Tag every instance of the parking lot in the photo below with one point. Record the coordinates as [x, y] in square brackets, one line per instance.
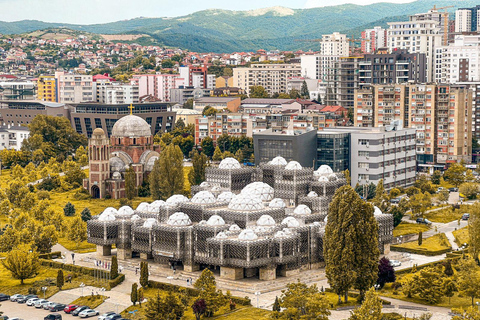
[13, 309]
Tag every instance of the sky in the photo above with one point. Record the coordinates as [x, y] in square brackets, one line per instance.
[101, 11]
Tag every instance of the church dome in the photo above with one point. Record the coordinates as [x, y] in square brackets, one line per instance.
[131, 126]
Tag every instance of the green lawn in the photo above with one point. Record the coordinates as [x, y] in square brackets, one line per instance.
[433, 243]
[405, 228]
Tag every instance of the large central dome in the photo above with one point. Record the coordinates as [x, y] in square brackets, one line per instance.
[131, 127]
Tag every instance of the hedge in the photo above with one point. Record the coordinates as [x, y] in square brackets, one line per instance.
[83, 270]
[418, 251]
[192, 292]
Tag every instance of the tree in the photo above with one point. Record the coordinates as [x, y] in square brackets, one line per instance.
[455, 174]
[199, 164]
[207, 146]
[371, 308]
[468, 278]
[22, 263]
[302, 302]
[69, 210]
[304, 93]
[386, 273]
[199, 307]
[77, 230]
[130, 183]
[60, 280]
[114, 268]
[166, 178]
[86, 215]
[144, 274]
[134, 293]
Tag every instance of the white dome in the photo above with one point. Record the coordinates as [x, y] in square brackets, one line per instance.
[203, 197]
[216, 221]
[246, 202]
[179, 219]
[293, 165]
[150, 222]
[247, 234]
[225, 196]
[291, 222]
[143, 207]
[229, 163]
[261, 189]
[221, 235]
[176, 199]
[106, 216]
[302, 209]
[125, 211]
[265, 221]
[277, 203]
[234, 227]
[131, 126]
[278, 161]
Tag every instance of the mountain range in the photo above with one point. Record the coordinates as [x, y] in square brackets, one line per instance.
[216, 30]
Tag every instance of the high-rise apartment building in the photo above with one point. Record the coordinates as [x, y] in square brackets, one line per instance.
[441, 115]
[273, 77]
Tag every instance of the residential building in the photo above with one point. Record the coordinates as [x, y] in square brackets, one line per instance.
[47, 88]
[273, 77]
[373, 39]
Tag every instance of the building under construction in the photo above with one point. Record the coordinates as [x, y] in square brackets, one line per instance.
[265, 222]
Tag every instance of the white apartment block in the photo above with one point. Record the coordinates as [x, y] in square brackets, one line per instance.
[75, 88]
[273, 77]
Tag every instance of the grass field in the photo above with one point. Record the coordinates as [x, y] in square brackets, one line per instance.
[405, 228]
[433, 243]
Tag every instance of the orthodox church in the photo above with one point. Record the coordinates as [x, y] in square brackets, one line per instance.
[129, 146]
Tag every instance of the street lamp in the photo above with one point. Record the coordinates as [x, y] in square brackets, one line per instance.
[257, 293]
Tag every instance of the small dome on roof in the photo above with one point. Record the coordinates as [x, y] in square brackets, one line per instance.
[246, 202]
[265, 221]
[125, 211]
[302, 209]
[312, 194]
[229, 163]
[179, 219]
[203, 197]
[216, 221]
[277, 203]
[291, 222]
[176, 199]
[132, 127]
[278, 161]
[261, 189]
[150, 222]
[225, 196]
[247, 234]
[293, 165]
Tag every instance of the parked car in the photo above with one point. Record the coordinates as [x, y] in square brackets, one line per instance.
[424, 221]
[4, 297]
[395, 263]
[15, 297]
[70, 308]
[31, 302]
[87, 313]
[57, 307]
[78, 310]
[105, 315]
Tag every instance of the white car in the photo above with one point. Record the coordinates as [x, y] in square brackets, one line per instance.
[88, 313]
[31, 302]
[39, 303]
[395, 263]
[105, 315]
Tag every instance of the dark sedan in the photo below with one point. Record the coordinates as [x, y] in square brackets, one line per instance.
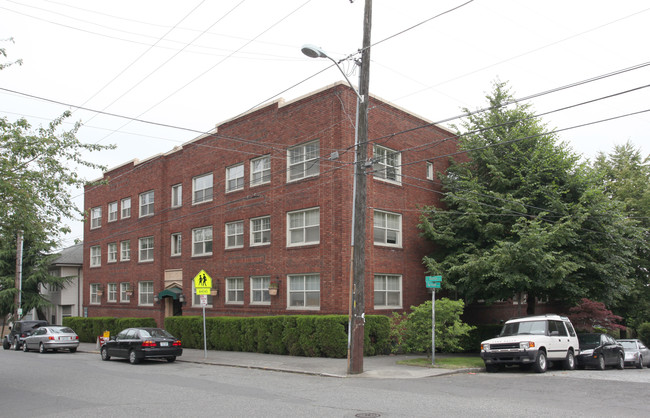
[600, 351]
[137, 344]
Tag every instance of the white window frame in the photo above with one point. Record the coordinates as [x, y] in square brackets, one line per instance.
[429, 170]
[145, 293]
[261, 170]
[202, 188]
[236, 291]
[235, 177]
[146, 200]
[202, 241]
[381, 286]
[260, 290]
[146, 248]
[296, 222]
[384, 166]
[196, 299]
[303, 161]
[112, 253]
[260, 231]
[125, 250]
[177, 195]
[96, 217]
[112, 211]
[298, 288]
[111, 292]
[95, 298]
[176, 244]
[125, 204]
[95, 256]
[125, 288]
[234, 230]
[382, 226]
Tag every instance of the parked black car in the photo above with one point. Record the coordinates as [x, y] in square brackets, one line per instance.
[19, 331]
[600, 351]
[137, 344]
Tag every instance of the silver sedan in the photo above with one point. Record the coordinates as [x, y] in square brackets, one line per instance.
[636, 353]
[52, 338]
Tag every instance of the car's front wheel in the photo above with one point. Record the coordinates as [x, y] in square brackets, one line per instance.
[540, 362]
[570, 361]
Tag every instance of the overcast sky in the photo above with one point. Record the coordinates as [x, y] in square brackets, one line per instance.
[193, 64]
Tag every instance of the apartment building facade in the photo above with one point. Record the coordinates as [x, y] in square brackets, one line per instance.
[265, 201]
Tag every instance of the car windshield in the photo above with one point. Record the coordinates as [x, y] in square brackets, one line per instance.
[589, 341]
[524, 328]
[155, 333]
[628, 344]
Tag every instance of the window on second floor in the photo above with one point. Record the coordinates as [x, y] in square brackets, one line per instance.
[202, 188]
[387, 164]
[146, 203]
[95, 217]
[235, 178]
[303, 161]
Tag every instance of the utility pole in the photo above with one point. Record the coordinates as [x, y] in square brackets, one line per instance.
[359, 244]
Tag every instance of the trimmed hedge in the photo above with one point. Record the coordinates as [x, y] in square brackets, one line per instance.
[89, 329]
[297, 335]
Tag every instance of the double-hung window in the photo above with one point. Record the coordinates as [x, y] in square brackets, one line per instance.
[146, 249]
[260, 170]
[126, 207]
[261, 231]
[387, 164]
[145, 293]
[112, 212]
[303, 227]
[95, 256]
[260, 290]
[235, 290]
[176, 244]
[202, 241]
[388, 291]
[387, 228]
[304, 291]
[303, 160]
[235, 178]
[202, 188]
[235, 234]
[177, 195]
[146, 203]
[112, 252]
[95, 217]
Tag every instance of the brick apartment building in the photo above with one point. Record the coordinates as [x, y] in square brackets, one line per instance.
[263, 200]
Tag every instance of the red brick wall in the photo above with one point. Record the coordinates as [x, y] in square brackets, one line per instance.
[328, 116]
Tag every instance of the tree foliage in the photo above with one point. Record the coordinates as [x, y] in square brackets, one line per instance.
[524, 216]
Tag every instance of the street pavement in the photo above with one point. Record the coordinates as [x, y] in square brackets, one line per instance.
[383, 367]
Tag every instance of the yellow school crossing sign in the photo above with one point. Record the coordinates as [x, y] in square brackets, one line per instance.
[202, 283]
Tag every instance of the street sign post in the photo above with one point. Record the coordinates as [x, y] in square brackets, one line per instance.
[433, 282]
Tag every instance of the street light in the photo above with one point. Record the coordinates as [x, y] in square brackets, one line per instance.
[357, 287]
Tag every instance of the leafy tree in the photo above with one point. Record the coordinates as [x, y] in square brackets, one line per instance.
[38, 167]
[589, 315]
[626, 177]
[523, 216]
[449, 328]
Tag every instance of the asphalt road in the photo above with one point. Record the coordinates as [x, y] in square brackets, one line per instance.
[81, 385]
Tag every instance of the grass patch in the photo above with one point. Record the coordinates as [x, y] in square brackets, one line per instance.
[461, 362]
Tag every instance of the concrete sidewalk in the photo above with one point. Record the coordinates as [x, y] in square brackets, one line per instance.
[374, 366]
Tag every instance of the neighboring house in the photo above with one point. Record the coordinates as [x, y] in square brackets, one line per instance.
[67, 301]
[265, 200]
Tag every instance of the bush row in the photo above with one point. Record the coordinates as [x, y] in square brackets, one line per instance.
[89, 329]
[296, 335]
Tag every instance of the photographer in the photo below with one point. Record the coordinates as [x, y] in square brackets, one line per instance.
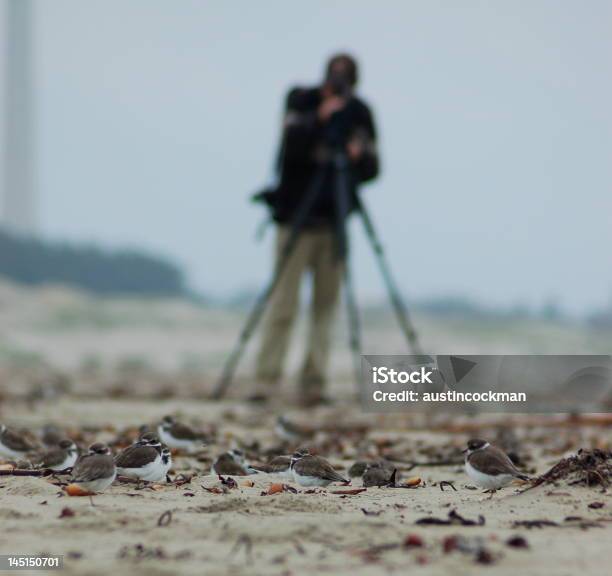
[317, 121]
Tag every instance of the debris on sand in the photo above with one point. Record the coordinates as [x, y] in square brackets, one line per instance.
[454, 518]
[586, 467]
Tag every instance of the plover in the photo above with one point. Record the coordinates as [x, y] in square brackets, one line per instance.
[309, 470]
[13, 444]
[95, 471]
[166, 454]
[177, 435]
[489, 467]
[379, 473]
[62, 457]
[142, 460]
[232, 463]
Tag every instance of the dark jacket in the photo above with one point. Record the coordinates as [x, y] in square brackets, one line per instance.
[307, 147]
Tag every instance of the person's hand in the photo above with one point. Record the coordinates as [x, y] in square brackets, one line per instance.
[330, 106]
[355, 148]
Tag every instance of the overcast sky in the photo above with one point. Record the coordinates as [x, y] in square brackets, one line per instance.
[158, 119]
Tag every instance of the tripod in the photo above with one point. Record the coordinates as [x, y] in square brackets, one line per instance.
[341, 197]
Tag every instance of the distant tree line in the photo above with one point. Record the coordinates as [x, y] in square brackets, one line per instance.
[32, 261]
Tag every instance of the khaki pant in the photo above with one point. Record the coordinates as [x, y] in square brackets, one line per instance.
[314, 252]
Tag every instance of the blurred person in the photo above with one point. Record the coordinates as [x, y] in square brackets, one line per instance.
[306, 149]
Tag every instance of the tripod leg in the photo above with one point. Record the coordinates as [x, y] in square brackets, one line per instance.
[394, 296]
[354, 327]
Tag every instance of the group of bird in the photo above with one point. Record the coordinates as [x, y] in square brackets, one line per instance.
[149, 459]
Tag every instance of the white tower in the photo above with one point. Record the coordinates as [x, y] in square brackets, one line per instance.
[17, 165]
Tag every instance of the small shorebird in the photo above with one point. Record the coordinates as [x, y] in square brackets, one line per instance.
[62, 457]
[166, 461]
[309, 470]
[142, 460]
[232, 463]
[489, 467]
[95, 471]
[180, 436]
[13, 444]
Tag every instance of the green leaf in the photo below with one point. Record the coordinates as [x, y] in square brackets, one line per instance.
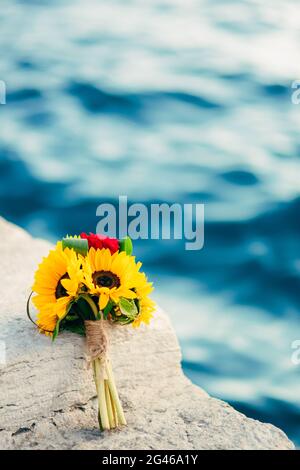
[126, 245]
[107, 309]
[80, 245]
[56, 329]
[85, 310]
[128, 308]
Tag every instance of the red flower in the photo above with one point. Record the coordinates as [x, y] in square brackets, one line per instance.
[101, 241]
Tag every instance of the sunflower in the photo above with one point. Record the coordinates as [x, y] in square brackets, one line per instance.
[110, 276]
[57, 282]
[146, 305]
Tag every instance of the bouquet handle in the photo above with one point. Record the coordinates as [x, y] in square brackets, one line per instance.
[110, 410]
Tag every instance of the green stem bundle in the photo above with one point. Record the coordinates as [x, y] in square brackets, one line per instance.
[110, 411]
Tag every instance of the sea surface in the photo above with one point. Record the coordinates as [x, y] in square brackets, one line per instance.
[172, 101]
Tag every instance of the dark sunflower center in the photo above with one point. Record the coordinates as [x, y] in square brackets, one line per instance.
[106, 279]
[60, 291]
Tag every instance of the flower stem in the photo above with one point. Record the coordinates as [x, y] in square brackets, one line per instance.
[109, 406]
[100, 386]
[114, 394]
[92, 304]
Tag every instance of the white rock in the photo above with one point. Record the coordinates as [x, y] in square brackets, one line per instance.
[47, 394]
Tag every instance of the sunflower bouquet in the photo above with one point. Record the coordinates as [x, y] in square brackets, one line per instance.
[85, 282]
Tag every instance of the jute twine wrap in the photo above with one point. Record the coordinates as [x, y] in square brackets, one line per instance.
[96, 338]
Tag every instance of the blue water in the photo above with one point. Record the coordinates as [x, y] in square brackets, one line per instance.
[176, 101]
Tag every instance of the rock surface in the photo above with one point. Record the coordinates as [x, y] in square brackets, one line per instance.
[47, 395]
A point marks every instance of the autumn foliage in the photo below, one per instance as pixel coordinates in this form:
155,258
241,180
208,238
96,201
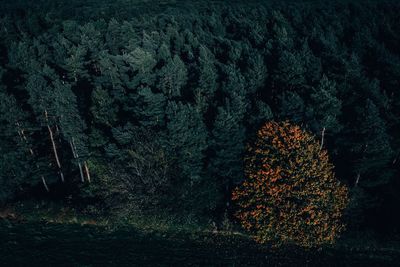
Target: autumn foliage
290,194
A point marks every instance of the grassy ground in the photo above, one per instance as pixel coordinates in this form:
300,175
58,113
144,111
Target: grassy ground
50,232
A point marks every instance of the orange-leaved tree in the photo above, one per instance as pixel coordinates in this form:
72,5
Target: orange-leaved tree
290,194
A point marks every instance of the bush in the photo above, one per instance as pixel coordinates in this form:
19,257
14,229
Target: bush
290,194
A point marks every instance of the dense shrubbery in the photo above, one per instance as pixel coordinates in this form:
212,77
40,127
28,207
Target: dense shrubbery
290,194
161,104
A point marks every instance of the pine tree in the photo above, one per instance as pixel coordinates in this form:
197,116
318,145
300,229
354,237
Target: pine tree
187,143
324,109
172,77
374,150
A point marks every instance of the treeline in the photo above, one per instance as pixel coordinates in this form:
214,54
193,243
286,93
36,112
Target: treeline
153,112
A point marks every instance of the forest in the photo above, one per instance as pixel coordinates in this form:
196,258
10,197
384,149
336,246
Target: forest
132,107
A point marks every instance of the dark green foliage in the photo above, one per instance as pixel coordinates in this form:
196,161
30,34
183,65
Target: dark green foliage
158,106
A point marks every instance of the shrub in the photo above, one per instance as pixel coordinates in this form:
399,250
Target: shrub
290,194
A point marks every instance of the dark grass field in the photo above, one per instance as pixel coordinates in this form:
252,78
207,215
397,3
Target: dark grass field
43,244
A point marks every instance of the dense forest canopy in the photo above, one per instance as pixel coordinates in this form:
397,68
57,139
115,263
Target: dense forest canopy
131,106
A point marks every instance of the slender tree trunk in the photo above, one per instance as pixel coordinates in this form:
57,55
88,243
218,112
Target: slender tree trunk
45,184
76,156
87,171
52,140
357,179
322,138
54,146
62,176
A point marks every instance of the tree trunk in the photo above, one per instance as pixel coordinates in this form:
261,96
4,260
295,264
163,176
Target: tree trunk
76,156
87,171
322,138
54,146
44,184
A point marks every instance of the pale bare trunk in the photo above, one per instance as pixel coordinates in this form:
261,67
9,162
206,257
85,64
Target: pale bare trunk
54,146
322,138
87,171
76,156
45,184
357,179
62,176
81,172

- - -

EXERCISE BRIEF ▸
Repeat, word for word, every line from the line that contains "A point marks every instance of the shrub" to the end of the entries; include both of those lines and no others.

OUTPUT FOR THIS TASK ▸
A point marks every instance of the shrub in the photo above, one per instance as pixel coordinates in this form:
399,250
Target: shrub
290,194
A point marks every instance of the dark grass field in the photo above, one per instance as pixel coordinates in this form:
252,78
207,215
397,3
Target: dark grass field
43,244
A point marks every instance of the dense forest canopy in the photo above, one per instance as pixel coordinates in this form:
397,68
57,139
115,263
Target: dense forest canopy
131,106
A point marks every instance of the slender tree trunk in the photo above, one per instance as pixel coordinates in this form:
57,55
88,243
218,112
Target: slender tree trunk
45,184
76,156
87,171
52,140
357,179
322,138
54,146
62,176
A point marks every instance of the tree trunk in the photo above, one per instance as pixel coordinates in this form:
261,96
4,260
295,264
163,176
Target: tree trunk
76,156
87,171
322,138
54,146
44,184
A point marks every instance of the pale bare trunk in the photo above, one per instance as pixel coordinates in this form:
261,67
9,162
206,257
85,64
Target: pale bare trunk
54,146
322,138
87,171
76,156
45,184
357,179
62,176
81,172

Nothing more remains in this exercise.